Exercise requirements: In the listing below, start your output at the line with "TARGET = shadow inside footprint" and end it after the line with "TARGET = person in yellow shirt", copying every line exactly.

Information shown:
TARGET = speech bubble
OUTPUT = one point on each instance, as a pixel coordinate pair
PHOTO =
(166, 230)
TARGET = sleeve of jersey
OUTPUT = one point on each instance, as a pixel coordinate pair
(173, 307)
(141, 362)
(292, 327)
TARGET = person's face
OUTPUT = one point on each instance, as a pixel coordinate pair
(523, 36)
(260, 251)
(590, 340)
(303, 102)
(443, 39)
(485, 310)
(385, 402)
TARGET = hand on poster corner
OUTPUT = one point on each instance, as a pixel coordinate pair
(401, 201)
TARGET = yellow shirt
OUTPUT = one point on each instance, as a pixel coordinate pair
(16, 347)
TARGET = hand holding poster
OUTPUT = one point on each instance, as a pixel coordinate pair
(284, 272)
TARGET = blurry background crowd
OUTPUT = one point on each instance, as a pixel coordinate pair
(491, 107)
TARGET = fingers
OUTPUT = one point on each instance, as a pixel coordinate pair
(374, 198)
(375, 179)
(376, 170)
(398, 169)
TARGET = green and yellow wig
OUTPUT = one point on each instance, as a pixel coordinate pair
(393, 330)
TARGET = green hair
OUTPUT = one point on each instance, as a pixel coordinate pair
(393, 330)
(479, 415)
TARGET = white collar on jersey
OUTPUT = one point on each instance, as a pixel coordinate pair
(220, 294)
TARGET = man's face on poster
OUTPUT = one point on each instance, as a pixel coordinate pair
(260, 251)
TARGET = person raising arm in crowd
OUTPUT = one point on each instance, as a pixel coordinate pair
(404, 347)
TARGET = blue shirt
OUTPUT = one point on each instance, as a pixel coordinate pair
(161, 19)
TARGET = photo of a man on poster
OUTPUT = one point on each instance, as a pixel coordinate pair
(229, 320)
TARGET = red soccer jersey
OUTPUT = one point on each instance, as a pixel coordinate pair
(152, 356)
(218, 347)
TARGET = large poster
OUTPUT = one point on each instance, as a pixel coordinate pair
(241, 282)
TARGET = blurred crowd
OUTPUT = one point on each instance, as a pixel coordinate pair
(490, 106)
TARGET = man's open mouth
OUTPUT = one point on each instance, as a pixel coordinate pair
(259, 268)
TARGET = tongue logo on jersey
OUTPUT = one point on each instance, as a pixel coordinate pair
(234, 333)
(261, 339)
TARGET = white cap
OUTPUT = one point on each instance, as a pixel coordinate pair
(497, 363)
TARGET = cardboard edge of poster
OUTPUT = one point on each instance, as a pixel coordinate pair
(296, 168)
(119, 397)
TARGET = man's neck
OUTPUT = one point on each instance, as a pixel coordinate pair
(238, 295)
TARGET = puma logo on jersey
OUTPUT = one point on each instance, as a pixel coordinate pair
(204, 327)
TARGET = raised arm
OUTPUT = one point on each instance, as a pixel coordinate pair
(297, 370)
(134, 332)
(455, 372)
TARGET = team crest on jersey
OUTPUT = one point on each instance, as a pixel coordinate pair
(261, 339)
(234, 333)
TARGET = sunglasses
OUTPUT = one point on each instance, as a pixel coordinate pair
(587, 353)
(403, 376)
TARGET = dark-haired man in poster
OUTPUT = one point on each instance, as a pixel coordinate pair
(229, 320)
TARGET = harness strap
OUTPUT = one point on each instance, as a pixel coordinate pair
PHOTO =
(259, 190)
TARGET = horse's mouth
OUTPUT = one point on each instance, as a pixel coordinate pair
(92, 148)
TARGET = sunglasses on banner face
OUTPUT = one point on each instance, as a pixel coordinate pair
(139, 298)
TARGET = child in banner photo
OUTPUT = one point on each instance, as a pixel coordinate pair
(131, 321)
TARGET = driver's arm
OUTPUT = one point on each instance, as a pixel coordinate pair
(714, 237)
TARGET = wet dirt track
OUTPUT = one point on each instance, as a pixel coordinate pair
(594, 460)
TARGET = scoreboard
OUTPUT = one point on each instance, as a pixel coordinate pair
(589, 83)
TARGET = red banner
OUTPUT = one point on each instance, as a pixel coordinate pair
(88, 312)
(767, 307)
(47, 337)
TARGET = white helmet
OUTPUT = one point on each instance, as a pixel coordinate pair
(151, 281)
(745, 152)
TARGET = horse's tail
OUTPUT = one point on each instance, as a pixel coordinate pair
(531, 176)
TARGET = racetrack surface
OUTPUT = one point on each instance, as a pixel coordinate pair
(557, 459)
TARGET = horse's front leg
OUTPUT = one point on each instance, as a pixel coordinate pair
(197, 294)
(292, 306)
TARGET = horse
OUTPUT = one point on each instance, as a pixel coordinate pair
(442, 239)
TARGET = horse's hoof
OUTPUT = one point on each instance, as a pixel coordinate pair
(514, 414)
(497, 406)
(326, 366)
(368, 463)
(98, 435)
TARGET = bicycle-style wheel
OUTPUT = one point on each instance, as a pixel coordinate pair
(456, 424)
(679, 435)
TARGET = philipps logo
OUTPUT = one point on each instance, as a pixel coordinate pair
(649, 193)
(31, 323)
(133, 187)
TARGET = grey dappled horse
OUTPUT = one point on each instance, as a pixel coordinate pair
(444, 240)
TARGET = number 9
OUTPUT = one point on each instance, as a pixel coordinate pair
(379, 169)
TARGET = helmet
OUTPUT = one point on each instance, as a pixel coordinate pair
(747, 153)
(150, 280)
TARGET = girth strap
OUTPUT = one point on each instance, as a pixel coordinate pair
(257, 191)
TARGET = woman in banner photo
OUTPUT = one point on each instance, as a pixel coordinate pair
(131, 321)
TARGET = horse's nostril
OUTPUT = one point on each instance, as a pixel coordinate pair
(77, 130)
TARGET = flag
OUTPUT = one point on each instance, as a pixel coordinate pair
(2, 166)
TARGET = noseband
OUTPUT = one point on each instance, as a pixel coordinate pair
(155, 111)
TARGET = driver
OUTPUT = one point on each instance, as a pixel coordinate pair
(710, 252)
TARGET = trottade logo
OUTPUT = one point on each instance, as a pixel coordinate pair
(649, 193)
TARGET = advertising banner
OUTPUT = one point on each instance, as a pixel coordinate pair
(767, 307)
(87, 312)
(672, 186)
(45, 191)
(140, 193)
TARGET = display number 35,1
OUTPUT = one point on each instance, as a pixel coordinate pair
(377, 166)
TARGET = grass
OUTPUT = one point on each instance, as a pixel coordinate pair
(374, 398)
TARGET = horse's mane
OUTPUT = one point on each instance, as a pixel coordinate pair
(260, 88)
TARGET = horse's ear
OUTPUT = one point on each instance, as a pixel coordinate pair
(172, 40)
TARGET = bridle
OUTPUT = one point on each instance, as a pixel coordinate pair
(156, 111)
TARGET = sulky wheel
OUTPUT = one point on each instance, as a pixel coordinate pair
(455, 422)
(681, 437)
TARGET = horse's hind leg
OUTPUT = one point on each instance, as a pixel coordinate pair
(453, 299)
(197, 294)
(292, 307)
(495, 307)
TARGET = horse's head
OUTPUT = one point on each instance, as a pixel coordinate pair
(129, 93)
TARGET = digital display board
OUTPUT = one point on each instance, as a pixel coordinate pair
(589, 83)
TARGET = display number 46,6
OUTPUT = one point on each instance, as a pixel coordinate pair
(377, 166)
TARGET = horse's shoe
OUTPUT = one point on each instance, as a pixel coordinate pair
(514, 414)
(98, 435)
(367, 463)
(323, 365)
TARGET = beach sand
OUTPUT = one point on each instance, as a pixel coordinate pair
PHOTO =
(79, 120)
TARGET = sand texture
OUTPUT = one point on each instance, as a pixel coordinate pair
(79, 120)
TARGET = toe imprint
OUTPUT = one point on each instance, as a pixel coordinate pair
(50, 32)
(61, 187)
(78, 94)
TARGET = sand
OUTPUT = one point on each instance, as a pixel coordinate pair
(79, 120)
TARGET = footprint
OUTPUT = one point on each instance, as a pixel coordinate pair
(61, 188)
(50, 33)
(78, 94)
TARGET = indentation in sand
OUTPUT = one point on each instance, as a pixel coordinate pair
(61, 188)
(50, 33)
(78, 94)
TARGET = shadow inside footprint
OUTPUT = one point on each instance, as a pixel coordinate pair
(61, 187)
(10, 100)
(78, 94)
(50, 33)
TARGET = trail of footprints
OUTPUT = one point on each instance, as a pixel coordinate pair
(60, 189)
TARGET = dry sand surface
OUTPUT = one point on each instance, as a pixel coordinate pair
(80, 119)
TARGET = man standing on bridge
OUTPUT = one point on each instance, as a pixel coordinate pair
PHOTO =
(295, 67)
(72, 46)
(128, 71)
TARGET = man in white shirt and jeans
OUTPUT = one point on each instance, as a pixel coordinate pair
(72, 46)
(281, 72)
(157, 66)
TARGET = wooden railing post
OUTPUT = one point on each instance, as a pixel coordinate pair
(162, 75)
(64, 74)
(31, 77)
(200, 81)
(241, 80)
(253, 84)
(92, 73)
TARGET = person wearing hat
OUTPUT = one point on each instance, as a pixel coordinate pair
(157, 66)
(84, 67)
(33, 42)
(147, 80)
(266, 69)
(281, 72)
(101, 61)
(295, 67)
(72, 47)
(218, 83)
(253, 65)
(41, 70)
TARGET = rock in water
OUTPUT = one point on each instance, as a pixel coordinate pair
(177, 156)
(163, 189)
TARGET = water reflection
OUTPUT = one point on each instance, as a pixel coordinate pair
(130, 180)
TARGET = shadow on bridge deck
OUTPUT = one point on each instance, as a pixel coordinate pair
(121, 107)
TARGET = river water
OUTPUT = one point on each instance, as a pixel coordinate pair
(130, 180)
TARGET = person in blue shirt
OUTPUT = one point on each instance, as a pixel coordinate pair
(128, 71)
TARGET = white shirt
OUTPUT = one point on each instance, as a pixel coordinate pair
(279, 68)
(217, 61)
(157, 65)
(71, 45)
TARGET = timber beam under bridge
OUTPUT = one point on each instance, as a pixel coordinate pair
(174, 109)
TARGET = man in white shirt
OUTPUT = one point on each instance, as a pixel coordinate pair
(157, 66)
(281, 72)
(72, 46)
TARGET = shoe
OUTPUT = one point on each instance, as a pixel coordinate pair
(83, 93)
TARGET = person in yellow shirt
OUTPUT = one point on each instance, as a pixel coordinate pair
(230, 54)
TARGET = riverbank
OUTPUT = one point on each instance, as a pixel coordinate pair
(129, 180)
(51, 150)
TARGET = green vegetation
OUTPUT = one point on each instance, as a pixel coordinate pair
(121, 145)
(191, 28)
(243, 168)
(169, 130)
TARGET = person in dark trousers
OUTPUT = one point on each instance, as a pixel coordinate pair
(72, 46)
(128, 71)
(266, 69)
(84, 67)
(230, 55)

--

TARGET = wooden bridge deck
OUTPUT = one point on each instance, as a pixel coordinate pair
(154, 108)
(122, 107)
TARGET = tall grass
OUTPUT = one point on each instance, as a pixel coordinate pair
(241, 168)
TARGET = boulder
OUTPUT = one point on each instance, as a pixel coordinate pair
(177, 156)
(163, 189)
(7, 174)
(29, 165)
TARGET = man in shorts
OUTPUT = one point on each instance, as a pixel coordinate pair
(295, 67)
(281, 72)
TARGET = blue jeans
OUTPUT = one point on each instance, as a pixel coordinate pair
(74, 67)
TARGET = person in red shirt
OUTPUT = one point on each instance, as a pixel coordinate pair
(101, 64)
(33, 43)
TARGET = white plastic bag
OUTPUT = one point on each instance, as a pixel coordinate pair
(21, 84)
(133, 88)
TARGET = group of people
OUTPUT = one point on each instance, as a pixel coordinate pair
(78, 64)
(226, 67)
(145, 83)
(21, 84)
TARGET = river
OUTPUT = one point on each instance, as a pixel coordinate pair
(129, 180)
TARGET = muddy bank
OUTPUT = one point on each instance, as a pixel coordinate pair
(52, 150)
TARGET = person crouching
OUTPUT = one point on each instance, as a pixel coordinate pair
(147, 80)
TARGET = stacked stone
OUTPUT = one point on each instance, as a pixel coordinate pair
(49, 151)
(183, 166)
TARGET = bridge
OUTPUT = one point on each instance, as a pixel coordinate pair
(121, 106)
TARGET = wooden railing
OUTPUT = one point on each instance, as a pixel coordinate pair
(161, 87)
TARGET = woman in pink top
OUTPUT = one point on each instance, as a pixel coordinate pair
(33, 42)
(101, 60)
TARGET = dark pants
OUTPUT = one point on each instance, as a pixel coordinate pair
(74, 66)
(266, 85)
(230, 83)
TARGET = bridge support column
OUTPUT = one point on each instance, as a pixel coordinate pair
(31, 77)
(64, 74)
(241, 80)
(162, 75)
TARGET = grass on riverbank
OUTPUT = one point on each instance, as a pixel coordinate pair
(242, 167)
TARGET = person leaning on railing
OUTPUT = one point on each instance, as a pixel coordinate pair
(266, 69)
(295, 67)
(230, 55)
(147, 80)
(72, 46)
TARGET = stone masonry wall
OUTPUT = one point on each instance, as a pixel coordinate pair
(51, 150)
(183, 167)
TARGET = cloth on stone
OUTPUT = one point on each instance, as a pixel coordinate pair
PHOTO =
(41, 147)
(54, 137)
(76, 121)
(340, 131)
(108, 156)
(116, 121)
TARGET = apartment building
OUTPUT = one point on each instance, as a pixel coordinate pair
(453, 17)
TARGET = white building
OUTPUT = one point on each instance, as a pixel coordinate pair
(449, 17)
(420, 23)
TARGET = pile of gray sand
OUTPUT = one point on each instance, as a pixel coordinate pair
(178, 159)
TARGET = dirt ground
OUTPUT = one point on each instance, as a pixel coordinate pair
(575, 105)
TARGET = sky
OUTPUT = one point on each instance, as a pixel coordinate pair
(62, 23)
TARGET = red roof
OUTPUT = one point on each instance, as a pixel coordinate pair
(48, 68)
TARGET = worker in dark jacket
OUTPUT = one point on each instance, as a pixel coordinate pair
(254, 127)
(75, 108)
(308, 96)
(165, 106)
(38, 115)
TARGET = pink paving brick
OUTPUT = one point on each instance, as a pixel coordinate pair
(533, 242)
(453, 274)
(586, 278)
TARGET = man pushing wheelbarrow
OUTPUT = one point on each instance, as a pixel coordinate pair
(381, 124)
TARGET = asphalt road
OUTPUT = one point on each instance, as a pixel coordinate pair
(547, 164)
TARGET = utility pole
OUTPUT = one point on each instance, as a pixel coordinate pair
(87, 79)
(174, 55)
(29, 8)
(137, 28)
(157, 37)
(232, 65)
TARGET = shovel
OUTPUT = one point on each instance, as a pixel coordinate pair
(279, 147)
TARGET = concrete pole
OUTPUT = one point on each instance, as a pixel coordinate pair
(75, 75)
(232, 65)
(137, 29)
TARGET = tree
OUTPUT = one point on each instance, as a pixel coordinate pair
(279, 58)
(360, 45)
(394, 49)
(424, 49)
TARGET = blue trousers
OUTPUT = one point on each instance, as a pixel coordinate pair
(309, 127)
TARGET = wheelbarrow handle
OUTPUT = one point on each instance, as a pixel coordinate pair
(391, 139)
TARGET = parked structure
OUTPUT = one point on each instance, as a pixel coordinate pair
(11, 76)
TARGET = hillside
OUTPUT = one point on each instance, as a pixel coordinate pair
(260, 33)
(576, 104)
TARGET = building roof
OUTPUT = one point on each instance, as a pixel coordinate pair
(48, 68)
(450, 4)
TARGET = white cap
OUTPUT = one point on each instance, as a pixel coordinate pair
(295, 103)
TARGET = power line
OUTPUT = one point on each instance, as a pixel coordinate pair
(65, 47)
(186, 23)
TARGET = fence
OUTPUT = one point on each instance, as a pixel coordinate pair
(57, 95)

==

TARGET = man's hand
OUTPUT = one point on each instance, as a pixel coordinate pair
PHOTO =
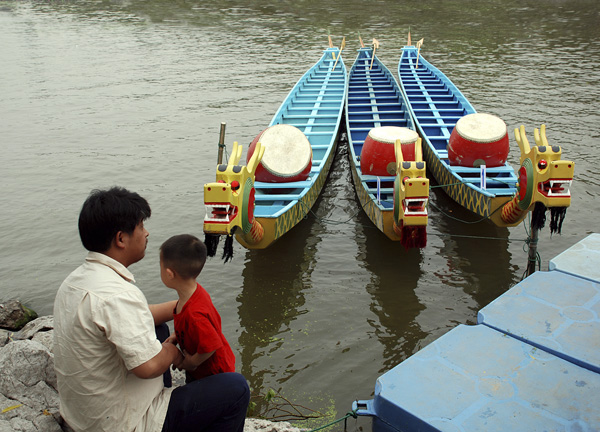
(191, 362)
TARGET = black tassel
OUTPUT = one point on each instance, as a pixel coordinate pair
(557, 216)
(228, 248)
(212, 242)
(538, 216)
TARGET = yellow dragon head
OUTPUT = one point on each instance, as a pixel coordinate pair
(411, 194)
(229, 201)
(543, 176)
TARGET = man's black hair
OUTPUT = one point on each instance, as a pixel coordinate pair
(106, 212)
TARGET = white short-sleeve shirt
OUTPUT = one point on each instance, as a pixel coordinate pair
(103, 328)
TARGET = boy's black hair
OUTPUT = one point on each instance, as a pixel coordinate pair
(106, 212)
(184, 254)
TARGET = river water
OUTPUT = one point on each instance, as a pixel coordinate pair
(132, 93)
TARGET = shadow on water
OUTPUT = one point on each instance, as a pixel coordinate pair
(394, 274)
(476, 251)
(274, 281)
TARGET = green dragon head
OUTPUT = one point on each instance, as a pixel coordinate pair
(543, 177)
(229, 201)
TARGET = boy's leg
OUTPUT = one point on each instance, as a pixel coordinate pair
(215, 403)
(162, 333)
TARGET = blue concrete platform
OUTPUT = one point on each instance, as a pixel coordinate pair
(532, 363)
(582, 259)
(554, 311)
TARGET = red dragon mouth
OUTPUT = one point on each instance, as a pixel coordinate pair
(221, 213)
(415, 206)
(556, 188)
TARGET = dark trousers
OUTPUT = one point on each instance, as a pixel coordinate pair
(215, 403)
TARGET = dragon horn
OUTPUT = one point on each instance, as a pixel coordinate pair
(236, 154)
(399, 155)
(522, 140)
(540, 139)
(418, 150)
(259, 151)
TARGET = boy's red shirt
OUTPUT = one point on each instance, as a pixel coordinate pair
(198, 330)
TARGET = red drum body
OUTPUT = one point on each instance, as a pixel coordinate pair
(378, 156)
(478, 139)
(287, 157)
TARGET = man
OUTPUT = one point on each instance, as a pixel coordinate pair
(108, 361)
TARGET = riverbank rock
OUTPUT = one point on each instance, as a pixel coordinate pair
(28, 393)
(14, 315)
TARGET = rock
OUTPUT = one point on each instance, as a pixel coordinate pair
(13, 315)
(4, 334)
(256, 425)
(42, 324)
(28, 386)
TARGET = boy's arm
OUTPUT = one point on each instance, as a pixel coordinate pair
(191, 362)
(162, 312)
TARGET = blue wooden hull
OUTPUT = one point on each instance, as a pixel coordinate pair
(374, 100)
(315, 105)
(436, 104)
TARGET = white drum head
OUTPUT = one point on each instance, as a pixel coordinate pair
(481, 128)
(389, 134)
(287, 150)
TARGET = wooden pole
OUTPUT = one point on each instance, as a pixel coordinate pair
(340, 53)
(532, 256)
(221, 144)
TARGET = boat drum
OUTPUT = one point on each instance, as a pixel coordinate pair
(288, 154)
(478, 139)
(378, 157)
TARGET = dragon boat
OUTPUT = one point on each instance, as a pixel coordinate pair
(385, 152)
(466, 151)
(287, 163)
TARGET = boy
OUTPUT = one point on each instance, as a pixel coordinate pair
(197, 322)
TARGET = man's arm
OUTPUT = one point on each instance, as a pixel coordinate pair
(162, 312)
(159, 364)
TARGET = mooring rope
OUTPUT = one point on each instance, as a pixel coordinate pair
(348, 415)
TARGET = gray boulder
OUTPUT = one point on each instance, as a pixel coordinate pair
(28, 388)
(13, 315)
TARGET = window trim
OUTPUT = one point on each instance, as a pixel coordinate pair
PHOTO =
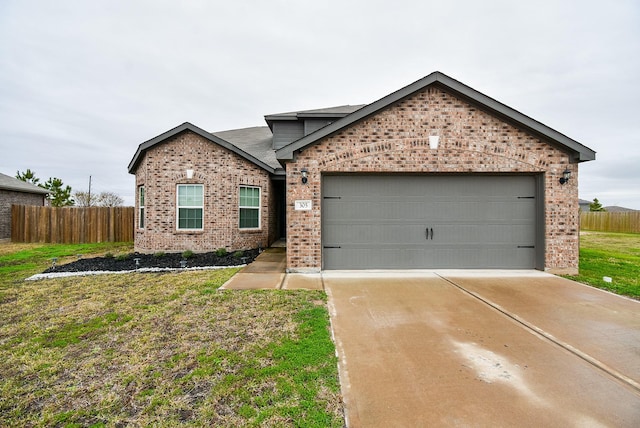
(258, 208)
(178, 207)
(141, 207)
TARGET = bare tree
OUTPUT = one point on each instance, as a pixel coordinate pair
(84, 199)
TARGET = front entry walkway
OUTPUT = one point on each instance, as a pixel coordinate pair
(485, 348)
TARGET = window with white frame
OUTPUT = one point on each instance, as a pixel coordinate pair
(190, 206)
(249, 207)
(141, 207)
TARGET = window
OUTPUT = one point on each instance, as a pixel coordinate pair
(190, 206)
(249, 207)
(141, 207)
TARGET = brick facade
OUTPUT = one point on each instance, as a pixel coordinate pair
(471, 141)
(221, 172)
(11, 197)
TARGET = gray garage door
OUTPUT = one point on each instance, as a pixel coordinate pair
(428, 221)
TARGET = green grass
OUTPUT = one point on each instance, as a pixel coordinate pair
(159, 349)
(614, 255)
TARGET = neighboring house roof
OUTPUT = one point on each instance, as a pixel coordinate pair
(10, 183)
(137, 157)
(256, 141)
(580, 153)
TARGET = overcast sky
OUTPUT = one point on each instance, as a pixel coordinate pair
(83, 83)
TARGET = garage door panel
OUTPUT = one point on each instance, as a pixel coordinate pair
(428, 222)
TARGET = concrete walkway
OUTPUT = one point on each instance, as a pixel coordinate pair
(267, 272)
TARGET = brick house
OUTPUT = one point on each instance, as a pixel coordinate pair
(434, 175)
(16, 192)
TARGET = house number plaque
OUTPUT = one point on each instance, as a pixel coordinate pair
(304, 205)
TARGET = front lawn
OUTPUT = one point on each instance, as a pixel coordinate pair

Final answer:
TARGET = shadow inside footprint
OUTPUT = one point on each instance, as a pixel coordinate pair
(61, 187)
(10, 100)
(78, 94)
(50, 33)
TARGET = trail of footprints
OUTPUT = one point on each instance, as a pixel coordinate pair
(60, 189)
TARGET = dry sand surface
OUTPUT = one point on each instance, as a pixel coordinate pair
(80, 119)
TARGET = man standing on bridge
OUTPUT = one point on each instance, as a pixel coordinate pair
PHOTO =
(295, 67)
(72, 46)
(128, 71)
TARGET = man in white shirt and jeans
OUTPUT = one point on each instance, as a pixel coordinate pair
(72, 46)
(281, 72)
(157, 66)
TARGET = wooden railing post
OUTPUT = one point on each instance, as a pixel coordinate pair
(162, 75)
(64, 74)
(31, 77)
(200, 81)
(241, 80)
(253, 84)
(92, 73)
TARGET = person wearing hat
OUTPUT = one point on each instance, as a pixel coordinate pair
(157, 66)
(84, 67)
(33, 42)
(147, 80)
(266, 69)
(281, 72)
(101, 61)
(295, 67)
(72, 47)
(218, 83)
(253, 65)
(41, 70)
TARGET = rock in water
OUTPUT = one point on each instance, as a pixel coordinate pair
(177, 156)
(163, 189)
TARGET = water reflection
OUTPUT = one point on each instance, as a pixel coordinate pair
(130, 180)
TARGET = shadow on bridge deck
OUTPUT = one point on each instance, as a pixel coordinate pair
(121, 107)
TARGET = river water
OUTPUT = one point on each instance, as a pixel coordinate pair
(130, 180)
TARGET = person in blue shirt
OUTPUT = one point on each instance, as a pixel coordinate pair
(128, 71)
TARGET = white shirt
OUTPUT = one point on each instance, as a pixel coordinate pair
(279, 68)
(217, 61)
(157, 65)
(71, 45)
TARGET = timber beam under bridge
OUTPUT = one point on each instance, as a pixel coordinate pair
(174, 109)
TARGET = man in white shirt
OUTPUT = one point on each instance, as a pixel coordinate pair
(157, 66)
(281, 72)
(72, 46)
TARGET = shoe
OUTPUT = one point on each instance, as a pixel coordinate pair
(83, 93)
TARGET = person in yellow shirt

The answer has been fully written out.